Filter these entries down to the lines that hold the word "patio", and show each of them.

----- MATERIAL PROVIDED

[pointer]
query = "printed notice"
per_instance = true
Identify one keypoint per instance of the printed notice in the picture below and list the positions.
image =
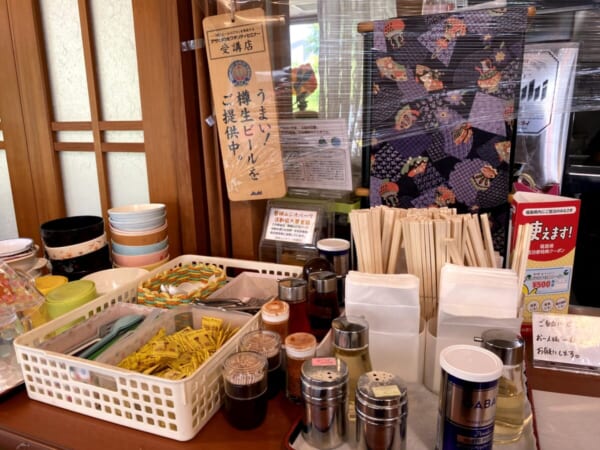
(567, 340)
(291, 225)
(316, 154)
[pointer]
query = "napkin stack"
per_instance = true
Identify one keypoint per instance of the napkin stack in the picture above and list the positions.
(390, 304)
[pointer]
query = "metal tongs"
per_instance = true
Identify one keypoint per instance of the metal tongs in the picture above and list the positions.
(234, 304)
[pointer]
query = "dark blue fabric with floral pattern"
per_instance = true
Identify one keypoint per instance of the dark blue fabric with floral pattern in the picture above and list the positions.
(441, 109)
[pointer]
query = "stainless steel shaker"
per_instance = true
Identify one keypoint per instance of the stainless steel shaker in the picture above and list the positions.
(324, 390)
(381, 412)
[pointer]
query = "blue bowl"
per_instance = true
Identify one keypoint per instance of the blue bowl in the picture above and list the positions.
(139, 249)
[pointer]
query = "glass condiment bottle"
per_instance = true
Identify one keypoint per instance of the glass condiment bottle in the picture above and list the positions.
(245, 385)
(268, 344)
(324, 390)
(323, 304)
(298, 348)
(275, 316)
(381, 411)
(512, 410)
(293, 292)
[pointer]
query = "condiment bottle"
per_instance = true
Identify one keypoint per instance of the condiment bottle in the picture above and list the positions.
(324, 390)
(381, 411)
(245, 383)
(298, 348)
(293, 292)
(511, 412)
(267, 343)
(275, 316)
(323, 304)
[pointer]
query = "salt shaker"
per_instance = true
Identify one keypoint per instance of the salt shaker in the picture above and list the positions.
(324, 390)
(381, 411)
(512, 413)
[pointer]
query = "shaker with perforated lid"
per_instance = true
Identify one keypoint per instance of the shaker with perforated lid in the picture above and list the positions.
(381, 411)
(324, 390)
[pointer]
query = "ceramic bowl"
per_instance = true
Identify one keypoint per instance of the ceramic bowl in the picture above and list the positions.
(139, 249)
(110, 279)
(80, 266)
(140, 260)
(137, 211)
(71, 230)
(140, 225)
(139, 237)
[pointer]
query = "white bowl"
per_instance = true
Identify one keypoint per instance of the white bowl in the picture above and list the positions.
(111, 279)
(142, 210)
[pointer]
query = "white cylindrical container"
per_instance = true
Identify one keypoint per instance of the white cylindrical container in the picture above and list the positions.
(468, 391)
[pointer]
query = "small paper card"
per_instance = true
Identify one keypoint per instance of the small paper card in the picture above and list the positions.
(566, 341)
(244, 105)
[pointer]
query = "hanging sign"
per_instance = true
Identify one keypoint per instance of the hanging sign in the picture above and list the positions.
(244, 104)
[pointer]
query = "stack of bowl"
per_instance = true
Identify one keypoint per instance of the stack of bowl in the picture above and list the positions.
(76, 246)
(139, 236)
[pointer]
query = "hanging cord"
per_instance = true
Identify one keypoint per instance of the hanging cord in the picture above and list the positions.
(232, 9)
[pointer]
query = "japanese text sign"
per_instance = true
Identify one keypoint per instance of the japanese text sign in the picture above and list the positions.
(244, 105)
(566, 339)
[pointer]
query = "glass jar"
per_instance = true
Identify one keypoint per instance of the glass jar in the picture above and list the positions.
(298, 348)
(275, 316)
(293, 292)
(323, 304)
(268, 344)
(245, 385)
(324, 390)
(512, 411)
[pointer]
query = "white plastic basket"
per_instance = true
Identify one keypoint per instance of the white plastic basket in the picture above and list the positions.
(173, 409)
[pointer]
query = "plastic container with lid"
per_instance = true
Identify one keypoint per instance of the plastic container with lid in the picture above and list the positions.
(468, 391)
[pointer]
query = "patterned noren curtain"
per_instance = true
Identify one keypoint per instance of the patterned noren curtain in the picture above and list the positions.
(341, 60)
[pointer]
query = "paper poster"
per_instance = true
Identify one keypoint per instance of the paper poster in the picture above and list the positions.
(316, 154)
(244, 105)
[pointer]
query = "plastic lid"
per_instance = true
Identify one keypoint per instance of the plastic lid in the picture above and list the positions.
(323, 282)
(74, 291)
(300, 345)
(46, 283)
(265, 342)
(333, 245)
(507, 344)
(275, 311)
(471, 363)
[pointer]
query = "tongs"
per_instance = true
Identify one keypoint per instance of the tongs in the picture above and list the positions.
(234, 304)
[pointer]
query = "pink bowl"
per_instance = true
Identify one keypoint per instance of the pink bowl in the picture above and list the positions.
(140, 260)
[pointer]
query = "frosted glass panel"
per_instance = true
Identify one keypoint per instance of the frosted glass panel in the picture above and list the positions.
(116, 59)
(66, 66)
(128, 178)
(80, 181)
(8, 221)
(124, 136)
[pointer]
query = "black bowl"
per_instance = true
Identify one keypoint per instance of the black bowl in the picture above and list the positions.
(80, 266)
(71, 230)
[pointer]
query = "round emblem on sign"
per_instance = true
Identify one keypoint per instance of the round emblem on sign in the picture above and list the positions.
(239, 73)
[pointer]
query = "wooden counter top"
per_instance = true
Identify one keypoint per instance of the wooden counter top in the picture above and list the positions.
(51, 427)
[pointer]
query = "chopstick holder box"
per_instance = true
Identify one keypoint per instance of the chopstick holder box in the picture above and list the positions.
(471, 300)
(390, 304)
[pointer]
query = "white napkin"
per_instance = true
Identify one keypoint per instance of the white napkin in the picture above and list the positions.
(390, 305)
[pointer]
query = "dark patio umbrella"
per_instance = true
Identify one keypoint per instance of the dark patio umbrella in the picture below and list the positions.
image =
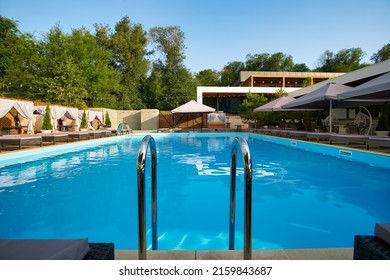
(377, 89)
(322, 98)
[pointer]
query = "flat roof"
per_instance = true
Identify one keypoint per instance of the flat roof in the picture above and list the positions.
(244, 75)
(353, 77)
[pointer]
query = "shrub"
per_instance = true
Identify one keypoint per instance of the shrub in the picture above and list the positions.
(47, 125)
(383, 121)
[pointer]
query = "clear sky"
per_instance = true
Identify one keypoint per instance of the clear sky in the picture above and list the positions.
(222, 31)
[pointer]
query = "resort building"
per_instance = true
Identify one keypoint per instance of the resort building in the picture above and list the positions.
(229, 99)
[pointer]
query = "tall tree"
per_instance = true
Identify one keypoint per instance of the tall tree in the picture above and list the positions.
(230, 73)
(177, 85)
(267, 62)
(382, 54)
(128, 47)
(208, 77)
(19, 54)
(346, 60)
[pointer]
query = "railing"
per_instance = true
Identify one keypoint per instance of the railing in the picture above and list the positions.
(141, 163)
(248, 197)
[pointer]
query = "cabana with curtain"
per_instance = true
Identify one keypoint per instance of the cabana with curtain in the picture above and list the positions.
(24, 108)
(91, 115)
(59, 113)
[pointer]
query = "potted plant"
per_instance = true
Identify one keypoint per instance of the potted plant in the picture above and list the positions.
(107, 120)
(84, 125)
(47, 126)
(383, 126)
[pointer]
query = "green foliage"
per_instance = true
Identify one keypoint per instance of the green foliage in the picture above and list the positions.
(83, 123)
(107, 120)
(46, 124)
(171, 80)
(252, 101)
(266, 62)
(208, 77)
(344, 61)
(383, 121)
(113, 69)
(382, 54)
(230, 73)
(280, 92)
(307, 82)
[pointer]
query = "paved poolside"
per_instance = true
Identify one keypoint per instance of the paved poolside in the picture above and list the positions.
(299, 254)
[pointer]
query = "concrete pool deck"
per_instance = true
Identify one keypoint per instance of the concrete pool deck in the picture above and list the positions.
(291, 254)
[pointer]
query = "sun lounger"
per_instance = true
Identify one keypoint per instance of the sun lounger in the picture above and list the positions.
(105, 132)
(54, 137)
(79, 135)
(378, 142)
(93, 134)
(349, 138)
(376, 247)
(318, 136)
(60, 249)
(297, 134)
(20, 140)
(127, 129)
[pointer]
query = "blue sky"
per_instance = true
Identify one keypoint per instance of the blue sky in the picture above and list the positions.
(222, 31)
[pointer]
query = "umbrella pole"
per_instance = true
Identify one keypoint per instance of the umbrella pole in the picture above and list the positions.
(330, 116)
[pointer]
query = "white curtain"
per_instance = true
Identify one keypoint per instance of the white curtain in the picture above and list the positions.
(24, 108)
(60, 112)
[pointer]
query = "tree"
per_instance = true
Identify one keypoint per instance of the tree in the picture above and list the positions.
(18, 61)
(382, 54)
(208, 77)
(266, 62)
(176, 85)
(252, 101)
(344, 61)
(127, 45)
(230, 73)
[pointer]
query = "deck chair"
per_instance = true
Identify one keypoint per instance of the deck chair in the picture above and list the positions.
(127, 129)
(119, 130)
(362, 122)
(326, 123)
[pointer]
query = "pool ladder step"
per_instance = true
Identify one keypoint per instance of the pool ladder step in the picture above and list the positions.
(148, 141)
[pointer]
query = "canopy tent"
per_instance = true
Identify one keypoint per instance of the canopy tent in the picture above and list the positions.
(59, 112)
(91, 115)
(321, 98)
(25, 110)
(275, 105)
(377, 89)
(193, 107)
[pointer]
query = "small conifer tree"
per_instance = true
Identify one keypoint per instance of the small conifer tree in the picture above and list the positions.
(47, 125)
(84, 121)
(107, 120)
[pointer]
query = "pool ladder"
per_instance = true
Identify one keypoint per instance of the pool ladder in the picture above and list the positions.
(148, 141)
(248, 197)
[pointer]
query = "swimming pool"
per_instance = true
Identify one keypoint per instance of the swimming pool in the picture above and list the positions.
(301, 199)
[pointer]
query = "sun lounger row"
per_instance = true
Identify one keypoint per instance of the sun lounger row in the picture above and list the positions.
(332, 138)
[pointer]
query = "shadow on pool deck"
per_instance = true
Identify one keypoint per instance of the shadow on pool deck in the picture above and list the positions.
(299, 254)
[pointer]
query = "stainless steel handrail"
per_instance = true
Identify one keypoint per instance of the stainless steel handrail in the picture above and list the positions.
(248, 197)
(141, 163)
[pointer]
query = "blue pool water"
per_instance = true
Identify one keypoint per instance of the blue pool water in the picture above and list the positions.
(300, 199)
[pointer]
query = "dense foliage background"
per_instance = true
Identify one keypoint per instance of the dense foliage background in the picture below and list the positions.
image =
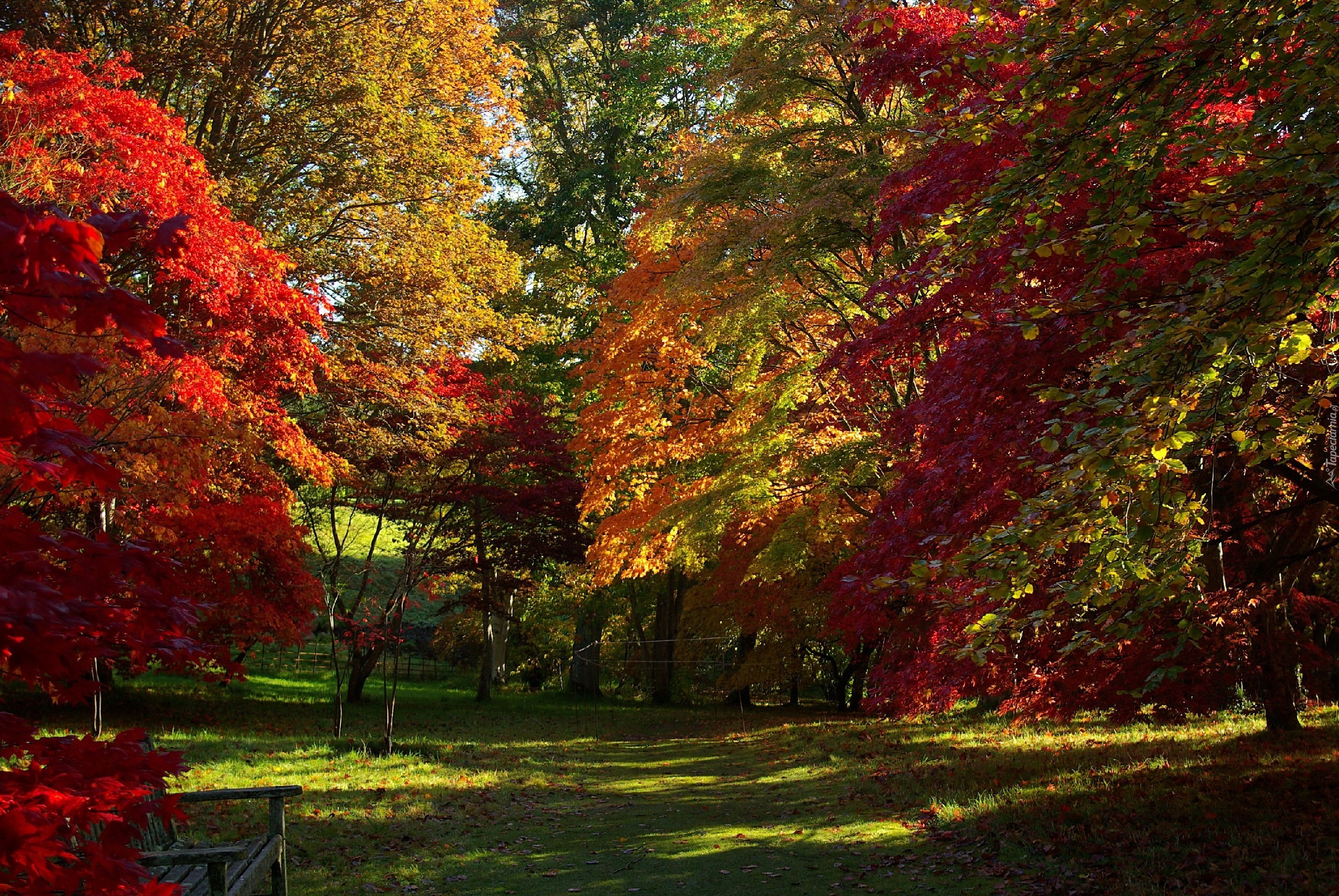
(903, 355)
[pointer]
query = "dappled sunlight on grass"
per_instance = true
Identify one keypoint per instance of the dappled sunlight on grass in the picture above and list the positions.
(520, 797)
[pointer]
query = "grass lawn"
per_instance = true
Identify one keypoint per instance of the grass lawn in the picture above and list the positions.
(520, 797)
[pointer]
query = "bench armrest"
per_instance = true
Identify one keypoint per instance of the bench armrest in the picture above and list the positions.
(242, 793)
(202, 856)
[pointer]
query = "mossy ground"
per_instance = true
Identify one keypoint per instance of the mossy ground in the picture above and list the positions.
(519, 796)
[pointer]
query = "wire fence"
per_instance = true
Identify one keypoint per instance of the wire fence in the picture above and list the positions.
(310, 658)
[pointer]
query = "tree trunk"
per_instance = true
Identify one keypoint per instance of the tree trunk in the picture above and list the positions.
(97, 699)
(485, 565)
(741, 696)
(668, 611)
(1278, 686)
(501, 629)
(857, 684)
(485, 690)
(360, 667)
(586, 656)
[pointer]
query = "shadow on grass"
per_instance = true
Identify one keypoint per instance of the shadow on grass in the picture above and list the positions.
(517, 796)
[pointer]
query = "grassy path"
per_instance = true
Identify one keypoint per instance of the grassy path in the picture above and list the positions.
(520, 797)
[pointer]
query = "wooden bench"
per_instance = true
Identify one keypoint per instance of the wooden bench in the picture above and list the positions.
(226, 870)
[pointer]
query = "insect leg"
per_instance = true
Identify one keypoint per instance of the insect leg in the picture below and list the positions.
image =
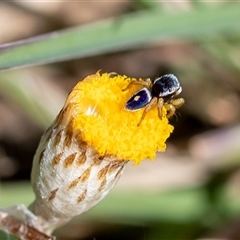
(177, 103)
(160, 105)
(146, 83)
(150, 105)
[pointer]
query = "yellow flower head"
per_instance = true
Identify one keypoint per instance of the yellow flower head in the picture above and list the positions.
(99, 114)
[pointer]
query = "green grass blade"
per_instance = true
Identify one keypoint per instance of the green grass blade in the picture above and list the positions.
(121, 33)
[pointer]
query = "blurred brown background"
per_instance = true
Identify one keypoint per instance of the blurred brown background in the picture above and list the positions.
(203, 151)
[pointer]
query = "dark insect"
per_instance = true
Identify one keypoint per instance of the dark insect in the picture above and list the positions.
(160, 91)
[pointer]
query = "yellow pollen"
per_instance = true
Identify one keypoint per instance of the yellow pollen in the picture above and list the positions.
(100, 115)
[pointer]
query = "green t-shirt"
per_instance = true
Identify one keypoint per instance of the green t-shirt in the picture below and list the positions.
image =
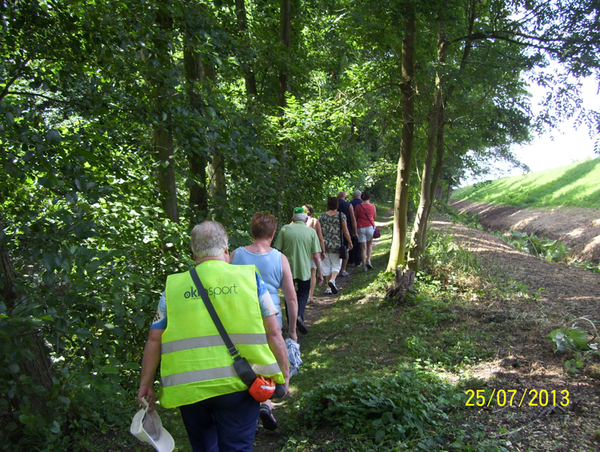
(298, 242)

----------

**TASK ANSWER:**
query = "dark patio umbrella"
Identify one keypoint per instance of the dark patio umbrella in the picture below and list the positions.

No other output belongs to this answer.